Problem to work on: Please print all of the records that follow with nothing altered.
########################################
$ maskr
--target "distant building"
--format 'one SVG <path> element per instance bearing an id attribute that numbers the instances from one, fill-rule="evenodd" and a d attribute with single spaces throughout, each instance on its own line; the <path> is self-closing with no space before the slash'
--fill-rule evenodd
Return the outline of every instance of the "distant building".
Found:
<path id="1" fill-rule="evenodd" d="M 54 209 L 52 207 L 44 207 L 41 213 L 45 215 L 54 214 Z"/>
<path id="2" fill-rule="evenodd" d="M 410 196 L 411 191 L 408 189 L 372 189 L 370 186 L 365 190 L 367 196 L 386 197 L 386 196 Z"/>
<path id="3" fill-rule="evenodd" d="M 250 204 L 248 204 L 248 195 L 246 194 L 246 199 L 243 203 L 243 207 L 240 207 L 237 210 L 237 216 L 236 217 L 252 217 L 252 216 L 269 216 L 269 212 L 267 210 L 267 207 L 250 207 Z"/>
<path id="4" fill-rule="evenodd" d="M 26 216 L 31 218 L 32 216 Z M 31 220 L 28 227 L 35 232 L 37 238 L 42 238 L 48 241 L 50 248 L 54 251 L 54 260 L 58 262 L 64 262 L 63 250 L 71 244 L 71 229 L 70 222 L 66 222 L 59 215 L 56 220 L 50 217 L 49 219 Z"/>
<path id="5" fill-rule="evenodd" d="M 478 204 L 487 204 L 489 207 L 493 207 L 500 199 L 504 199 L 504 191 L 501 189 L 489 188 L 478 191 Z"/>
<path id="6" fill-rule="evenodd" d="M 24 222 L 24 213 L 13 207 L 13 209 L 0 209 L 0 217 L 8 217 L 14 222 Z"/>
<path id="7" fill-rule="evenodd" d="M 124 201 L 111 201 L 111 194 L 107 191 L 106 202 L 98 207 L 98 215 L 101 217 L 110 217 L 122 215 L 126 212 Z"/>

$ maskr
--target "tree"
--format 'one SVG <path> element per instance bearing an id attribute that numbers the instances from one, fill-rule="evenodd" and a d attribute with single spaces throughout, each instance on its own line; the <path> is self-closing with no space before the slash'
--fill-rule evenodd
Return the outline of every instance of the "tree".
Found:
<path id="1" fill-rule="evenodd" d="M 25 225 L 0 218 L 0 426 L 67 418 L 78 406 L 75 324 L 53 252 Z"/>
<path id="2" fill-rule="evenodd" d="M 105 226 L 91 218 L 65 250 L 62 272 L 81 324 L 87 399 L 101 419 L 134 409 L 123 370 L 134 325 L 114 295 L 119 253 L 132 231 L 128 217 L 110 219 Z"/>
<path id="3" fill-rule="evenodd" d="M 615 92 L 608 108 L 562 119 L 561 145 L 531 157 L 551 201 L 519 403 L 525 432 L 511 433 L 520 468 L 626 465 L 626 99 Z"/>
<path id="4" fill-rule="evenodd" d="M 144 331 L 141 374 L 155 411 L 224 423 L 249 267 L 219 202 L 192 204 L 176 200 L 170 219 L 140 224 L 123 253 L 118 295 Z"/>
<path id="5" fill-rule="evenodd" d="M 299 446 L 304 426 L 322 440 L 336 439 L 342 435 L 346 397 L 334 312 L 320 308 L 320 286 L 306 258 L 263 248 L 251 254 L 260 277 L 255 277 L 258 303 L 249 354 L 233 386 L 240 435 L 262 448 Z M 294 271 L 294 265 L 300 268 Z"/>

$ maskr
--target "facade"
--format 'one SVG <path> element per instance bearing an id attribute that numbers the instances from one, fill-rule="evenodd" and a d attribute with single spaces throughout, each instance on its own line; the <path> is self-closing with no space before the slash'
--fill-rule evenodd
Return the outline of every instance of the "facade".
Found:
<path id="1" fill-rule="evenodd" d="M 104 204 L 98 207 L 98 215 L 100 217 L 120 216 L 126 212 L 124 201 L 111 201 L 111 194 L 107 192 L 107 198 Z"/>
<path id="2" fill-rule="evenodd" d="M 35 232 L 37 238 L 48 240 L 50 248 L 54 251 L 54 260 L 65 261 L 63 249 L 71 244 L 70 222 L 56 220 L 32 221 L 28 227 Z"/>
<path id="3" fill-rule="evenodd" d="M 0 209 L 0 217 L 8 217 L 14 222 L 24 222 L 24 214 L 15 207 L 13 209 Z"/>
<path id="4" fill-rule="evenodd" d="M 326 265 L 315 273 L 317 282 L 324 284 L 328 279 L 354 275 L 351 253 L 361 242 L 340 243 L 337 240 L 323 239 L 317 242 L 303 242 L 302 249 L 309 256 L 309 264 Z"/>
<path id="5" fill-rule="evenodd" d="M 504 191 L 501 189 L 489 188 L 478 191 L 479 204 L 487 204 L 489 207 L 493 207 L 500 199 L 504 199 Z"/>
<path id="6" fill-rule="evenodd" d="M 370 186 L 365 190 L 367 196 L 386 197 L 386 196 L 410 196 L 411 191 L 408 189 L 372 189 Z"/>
########################################
Output for this task:
$ maskr
--target "distant building"
--format 'one SVG <path> element per instance bearing an id attribute that numbers the instances from one, fill-rule="evenodd" and a d attribute with single spaces throughout, each instance on its own line; the <path> is self-closing with no space before the slash'
--fill-rule evenodd
Return the outline of every instance of the "distant building".
Found:
<path id="1" fill-rule="evenodd" d="M 54 209 L 52 207 L 44 207 L 41 213 L 45 215 L 54 214 Z"/>
<path id="2" fill-rule="evenodd" d="M 410 196 L 411 191 L 408 189 L 372 189 L 370 186 L 365 190 L 367 196 L 386 197 L 386 196 Z"/>
<path id="3" fill-rule="evenodd" d="M 250 204 L 248 204 L 248 195 L 246 194 L 246 199 L 243 203 L 243 207 L 240 207 L 237 210 L 237 216 L 236 217 L 252 217 L 252 216 L 269 216 L 269 212 L 267 210 L 267 207 L 250 207 Z"/>
<path id="4" fill-rule="evenodd" d="M 26 216 L 31 218 L 32 216 Z M 31 220 L 28 227 L 35 232 L 37 238 L 42 238 L 48 241 L 50 248 L 54 251 L 54 260 L 58 262 L 64 262 L 63 250 L 71 244 L 71 229 L 70 222 L 66 222 L 59 215 L 56 220 L 50 217 L 49 219 Z"/>
<path id="5" fill-rule="evenodd" d="M 478 204 L 487 204 L 489 207 L 493 207 L 500 199 L 504 199 L 504 191 L 501 189 L 489 188 L 478 191 Z"/>
<path id="6" fill-rule="evenodd" d="M 24 222 L 24 213 L 13 207 L 13 209 L 0 209 L 0 217 L 8 217 L 14 222 Z"/>
<path id="7" fill-rule="evenodd" d="M 124 201 L 111 201 L 111 194 L 107 191 L 106 202 L 98 207 L 98 215 L 101 217 L 110 217 L 122 215 L 126 212 Z"/>

$ maskr
--target "tree"
--format 'one SVG <path> element per instance bearing an id attribute that numbers the instances from one, fill-rule="evenodd" and a d attribute with single spaces throughout, each instance on its own line; the <path> is self-closing with no space before the slash'
--fill-rule evenodd
Return the outline of every instance of the "tree".
Found:
<path id="1" fill-rule="evenodd" d="M 25 225 L 0 218 L 0 426 L 67 418 L 78 406 L 75 324 L 53 252 Z"/>
<path id="2" fill-rule="evenodd" d="M 105 226 L 91 218 L 65 250 L 62 272 L 81 324 L 87 399 L 101 419 L 134 409 L 123 370 L 134 325 L 114 295 L 119 253 L 132 231 L 128 217 L 110 219 Z"/>
<path id="3" fill-rule="evenodd" d="M 615 92 L 608 108 L 562 119 L 561 145 L 531 157 L 551 201 L 519 403 L 525 432 L 511 433 L 520 468 L 626 465 L 626 99 Z"/>
<path id="4" fill-rule="evenodd" d="M 144 331 L 141 374 L 155 411 L 224 423 L 249 267 L 219 202 L 192 204 L 176 200 L 170 219 L 140 224 L 123 253 L 118 295 Z"/>
<path id="5" fill-rule="evenodd" d="M 299 446 L 304 426 L 322 440 L 336 439 L 342 435 L 346 397 L 334 312 L 320 308 L 320 286 L 306 258 L 263 248 L 251 254 L 260 277 L 255 277 L 258 303 L 249 354 L 233 386 L 240 435 L 262 448 Z M 294 271 L 294 265 L 300 268 Z"/>

$ maskr
--target "facade"
--format 'one SVG <path> element per instance bearing an id attribute that numbers the instances from one, fill-rule="evenodd" and a d attribute with single spaces throughout, each instance on its own line; the <path> is self-closing with no space before the slash'
--fill-rule evenodd
Return the outline of every instance of the "facade".
Found:
<path id="1" fill-rule="evenodd" d="M 104 204 L 98 207 L 98 215 L 100 217 L 120 216 L 126 212 L 124 201 L 111 201 L 111 194 L 107 192 L 107 198 Z"/>
<path id="2" fill-rule="evenodd" d="M 35 232 L 37 238 L 48 240 L 50 248 L 54 251 L 54 260 L 65 261 L 63 249 L 71 244 L 70 222 L 56 220 L 32 221 L 28 227 Z"/>
<path id="3" fill-rule="evenodd" d="M 0 209 L 0 217 L 8 217 L 14 222 L 24 222 L 24 214 L 15 207 L 13 209 Z"/>
<path id="4" fill-rule="evenodd" d="M 326 265 L 315 273 L 317 282 L 324 284 L 328 279 L 354 275 L 351 253 L 361 242 L 340 243 L 337 240 L 323 239 L 317 242 L 303 242 L 302 249 L 309 256 L 309 264 Z"/>
<path id="5" fill-rule="evenodd" d="M 504 191 L 501 189 L 489 188 L 478 191 L 479 204 L 487 204 L 489 207 L 493 207 L 500 199 L 504 199 Z"/>
<path id="6" fill-rule="evenodd" d="M 370 186 L 365 190 L 367 196 L 386 197 L 386 196 L 410 196 L 411 191 L 408 189 L 372 189 Z"/>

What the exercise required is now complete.